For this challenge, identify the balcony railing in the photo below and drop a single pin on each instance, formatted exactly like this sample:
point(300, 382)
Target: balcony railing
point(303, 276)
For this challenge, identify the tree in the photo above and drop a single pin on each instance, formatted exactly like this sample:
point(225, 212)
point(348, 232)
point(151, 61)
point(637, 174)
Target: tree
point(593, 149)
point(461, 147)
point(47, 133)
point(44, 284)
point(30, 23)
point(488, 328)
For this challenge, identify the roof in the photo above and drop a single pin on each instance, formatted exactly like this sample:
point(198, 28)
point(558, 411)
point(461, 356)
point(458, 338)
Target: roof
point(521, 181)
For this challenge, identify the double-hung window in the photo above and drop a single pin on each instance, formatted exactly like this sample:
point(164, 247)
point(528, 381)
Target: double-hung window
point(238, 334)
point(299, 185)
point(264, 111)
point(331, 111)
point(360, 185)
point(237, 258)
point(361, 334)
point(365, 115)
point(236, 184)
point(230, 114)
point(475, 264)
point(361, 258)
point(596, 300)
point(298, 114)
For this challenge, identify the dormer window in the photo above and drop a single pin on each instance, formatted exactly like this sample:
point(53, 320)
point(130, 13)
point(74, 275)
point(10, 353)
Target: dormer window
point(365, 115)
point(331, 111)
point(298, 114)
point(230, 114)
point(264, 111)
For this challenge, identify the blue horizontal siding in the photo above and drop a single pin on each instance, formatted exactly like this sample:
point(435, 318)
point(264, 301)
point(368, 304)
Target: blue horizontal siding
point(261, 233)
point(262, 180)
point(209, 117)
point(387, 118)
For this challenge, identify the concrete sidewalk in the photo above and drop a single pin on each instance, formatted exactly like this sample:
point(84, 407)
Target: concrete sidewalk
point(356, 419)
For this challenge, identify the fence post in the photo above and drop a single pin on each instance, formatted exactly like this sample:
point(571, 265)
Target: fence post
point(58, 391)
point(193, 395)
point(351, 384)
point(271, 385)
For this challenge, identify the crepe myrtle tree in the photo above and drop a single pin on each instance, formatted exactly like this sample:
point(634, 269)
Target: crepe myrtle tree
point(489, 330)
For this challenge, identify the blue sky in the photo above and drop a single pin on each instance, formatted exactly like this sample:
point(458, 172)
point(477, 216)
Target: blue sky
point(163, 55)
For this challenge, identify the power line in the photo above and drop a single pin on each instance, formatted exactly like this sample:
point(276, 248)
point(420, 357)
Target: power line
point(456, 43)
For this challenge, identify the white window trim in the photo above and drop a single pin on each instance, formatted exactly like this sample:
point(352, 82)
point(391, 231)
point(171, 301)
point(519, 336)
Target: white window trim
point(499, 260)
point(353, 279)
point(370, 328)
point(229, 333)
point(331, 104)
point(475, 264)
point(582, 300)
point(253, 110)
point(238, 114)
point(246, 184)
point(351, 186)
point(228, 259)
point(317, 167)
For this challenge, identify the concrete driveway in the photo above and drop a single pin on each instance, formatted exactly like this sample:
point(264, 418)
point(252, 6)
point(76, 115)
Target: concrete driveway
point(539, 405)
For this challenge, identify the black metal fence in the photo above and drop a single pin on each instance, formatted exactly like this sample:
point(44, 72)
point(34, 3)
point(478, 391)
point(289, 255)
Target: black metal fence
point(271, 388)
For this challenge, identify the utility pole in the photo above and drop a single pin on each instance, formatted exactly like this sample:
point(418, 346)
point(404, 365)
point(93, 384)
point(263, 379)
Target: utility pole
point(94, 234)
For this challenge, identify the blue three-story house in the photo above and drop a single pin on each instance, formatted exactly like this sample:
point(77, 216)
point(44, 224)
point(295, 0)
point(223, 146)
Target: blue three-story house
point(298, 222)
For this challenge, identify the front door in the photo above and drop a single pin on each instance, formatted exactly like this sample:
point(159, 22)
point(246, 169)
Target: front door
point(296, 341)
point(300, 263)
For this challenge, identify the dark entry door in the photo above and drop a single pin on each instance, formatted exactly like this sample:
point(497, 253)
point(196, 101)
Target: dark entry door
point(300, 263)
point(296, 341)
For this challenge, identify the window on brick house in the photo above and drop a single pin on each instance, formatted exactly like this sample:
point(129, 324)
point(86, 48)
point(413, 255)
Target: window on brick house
****
### Your task
Quote every one of the entries above word for word, from the first through the last.

### Answer for this exercise
For this challenge, identify the balcony railing in the photo below and drop a single pin on each instance, formatted exactly like this sample:
point(300, 382)
Target: balcony railing
point(303, 276)
For this challenge, identify the tree in the photo above and drop a single pin on each instance, formatted exactly like this sample:
point(225, 212)
point(348, 232)
point(151, 61)
point(637, 174)
Target: tree
point(593, 149)
point(461, 147)
point(47, 133)
point(44, 284)
point(30, 23)
point(488, 328)
For this challenge, identify the roof in the photo above and drop a single pin on each instance, formatted exactly like this sample:
point(198, 28)
point(558, 411)
point(461, 356)
point(458, 338)
Target: roof
point(521, 181)
For this challenge, identify the double-hung window in the photo above and drop a single pin on each instance, formatted exactly like this sample:
point(164, 247)
point(528, 381)
Target: double-hung window
point(238, 334)
point(299, 185)
point(264, 111)
point(331, 111)
point(360, 185)
point(237, 258)
point(361, 334)
point(365, 115)
point(236, 184)
point(230, 114)
point(475, 264)
point(361, 258)
point(596, 300)
point(298, 114)
For this challenge, identify the dormer window in the photo above and drop a single pin on each instance, formatted exactly like this sample:
point(53, 320)
point(130, 13)
point(74, 275)
point(10, 353)
Target: dormer window
point(365, 115)
point(331, 111)
point(298, 114)
point(230, 114)
point(264, 111)
For this challenge, identify the blue horizontal siding in the photo above and drop a single pin on each instance, formatted exactly like this sample:
point(435, 318)
point(264, 301)
point(368, 304)
Target: blue horizontal siding
point(261, 233)
point(262, 180)
point(209, 117)
point(387, 118)
For this challenge, identify the concrete sidewalk in the photo above and drop a single pin on each instance, formatted exactly like this sample:
point(84, 407)
Target: concrete sidewalk
point(356, 419)
For this challenge, identify the fence post in the photo above and drop a single pin on each instance, formatted exactly like this sample:
point(571, 265)
Target: fence post
point(58, 391)
point(193, 395)
point(351, 384)
point(271, 385)
For this challenge, identify the crepe myrtle tree in the photo above and drop a single pin on each instance, formatted exactly like this sample:
point(634, 269)
Target: crepe myrtle tree
point(489, 330)
For this challenge, identify the blue sky in the photo above and drop a single pin on each instance, formatted exactly like this sample:
point(458, 172)
point(477, 216)
Target: blue sky
point(163, 55)
For this challenge, identify the power line in the photo above and drop a single pin on each instance, formatted exactly like this sample:
point(276, 248)
point(420, 357)
Target: power line
point(456, 43)
For this challenge, identify the white window trim in the photo above and drop a single pin on each instance, formatted exactly like this sample:
point(352, 82)
point(391, 231)
point(171, 301)
point(519, 336)
Target: white window trim
point(499, 260)
point(353, 279)
point(370, 328)
point(229, 333)
point(331, 104)
point(475, 264)
point(582, 300)
point(253, 110)
point(238, 114)
point(246, 184)
point(351, 186)
point(228, 259)
point(317, 167)
For this challenge, identify the concrete driveway in the photo above and drop a single pin on each instance, formatted exactly like this sample:
point(264, 418)
point(252, 6)
point(76, 115)
Target: concrete driveway
point(539, 405)
For this challenge, identify the black metal fence in the photo above and drop a single pin on each instance, formatted exactly like this sample:
point(44, 72)
point(34, 3)
point(478, 391)
point(289, 255)
Target: black metal fence
point(271, 388)
For this challenge, identify the utility pole in the photo above and drop a single pin on each instance, formatted exactly like this sample:
point(418, 346)
point(404, 365)
point(93, 384)
point(263, 379)
Target: utility pole
point(94, 234)
For this challenge, identify the blue three-story house in the photo above and drop a single pin on each instance, formatted exactly like this sample:
point(77, 216)
point(44, 224)
point(295, 0)
point(223, 146)
Target: blue three-story house
point(298, 222)
For this challenge, identify the front door in the photo above and drop a single pin on each instance, formatted exactly like this sample:
point(159, 22)
point(246, 169)
Target: front door
point(296, 341)
point(300, 263)
For this challenge, identify the dark entry door in the photo above and drop a single pin on each instance, formatted exactly like this sample:
point(497, 253)
point(196, 101)
Target: dark entry door
point(300, 263)
point(296, 341)
For this challenge, identify the window on brick house in the photo above and drop a single pin on each instance, formatted exactly like this sample:
point(129, 324)
point(86, 48)
point(413, 255)
Target: window on brick house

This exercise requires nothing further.